We have found that organizations bold enough to address their industry’s sustainability issues create stronger brands, attract dedicated talent, mitigate risk and achieve robust financial performance.

Yet just as important as the dialog around ESG is who is at the table. Black directors share a frame of reference that combines lived experience, enterprise oversight and the ability to set strategic priorities. This makes them influential in boardroom conversations about human capital, especially as related to the more rigorous DEI reporting requirements. Critical areas such as environmental exposure, decarbonization efforts and workforce health also benefit from the Black director’s perspective.

ESG materiality: Meeting the moment  

Deloitte and BDHEA came to mutually appreciate just how much ESG standards are evolving. Truly, no one can stand still, for what applies today could resemble something else entirely in several years — especially as new ESG measurement metrics become accepted and standardized. To achieve the maximum impact, today and tomorrow, we must start where we are and identify the ESG issues that most directly affect health equity, as well as operational efficiency and financial performance.

The issue boils down to this: What’s material and what’s achievable? A meaningful response may address categories as diverse as carbon footprint, diversity in leadership, employee wellness initiatives and community outreach. Each of the three ESG pillars has areas ripe for growth and change:

  • Environment is a force multiplier of health disparities. Pollution in Black communities exacerbates cardiovascular issues and exposes residents to greater risk in conditions as disparate as asthma, stroke and breast cancer.

┄┄┄┄┄┄

### Your task
Write the next part of the passage on ESG and Black directors, continuing from its last sentence. The records play no part in this work.

(Dataset records)

┄┄┄┄┄┄

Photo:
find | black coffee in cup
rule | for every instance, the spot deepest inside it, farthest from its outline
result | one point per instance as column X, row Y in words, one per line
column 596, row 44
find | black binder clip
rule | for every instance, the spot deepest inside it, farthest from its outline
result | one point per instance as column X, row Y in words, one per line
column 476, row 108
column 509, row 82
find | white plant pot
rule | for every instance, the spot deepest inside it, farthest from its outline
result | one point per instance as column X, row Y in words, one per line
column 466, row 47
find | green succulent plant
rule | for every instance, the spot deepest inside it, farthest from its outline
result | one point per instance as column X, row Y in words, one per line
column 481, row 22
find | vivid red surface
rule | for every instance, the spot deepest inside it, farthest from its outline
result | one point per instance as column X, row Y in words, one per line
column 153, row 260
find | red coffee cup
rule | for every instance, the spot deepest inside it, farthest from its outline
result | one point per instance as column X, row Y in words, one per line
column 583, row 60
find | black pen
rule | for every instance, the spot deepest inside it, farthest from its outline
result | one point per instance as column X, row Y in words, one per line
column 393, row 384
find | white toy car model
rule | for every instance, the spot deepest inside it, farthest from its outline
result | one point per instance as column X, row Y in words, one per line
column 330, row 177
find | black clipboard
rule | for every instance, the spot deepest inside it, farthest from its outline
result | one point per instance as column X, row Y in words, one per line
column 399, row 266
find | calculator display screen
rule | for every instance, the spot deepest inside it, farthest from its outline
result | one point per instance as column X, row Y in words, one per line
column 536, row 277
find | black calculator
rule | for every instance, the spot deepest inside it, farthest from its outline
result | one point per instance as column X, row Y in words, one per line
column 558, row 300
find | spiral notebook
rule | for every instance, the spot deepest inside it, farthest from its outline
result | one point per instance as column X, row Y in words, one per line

┄┄┄┄┄┄

### Written response
  • Social needs have knock-on community health effects. Economic, housing and food insecurities contribute to widespread chronic physical and mental health conditions.
  • Governance systematically addresses the drivers of health to meet business objectives.

The call to mitigate risk

As ESG initiatives crystallize, risks will come into clearer focus as well. Smart board members must ask themselves and each other: How do we identify and oversee benefits and risks that may emerge from infusing health equity into our ESG strategy and operations?

The health equity lens provides critical insight into how to mitigate risk and develop a risk management plan. Responsible businesses appreciate their impact on their workforce, community and broader ecosystem, an understanding that helps them reduce consumer and regulatory risk. By contrast, noncompliance creates business risk and market cap erosion, especially as ESG takes a bigger role in reporting requirements.

Demands on Black directors are more intense than ever and will not abate as health disparities persist and, in some cases, widen. The pandemic’s outsized impact on communities of color bore witness to this, even as it put unprecedented pressure on healthcare staff to respond to high rates of Covid infection, hospitalization and death in the Black population.

Even with the worst of the pandemic seemingly behind us, health inequities present a complicated set of clinical and social determinants with no simple response. To address them in an ESG framework, begin with three action steps:

  1. Determine an individual or committee to be responsible for activating health equity through ESG.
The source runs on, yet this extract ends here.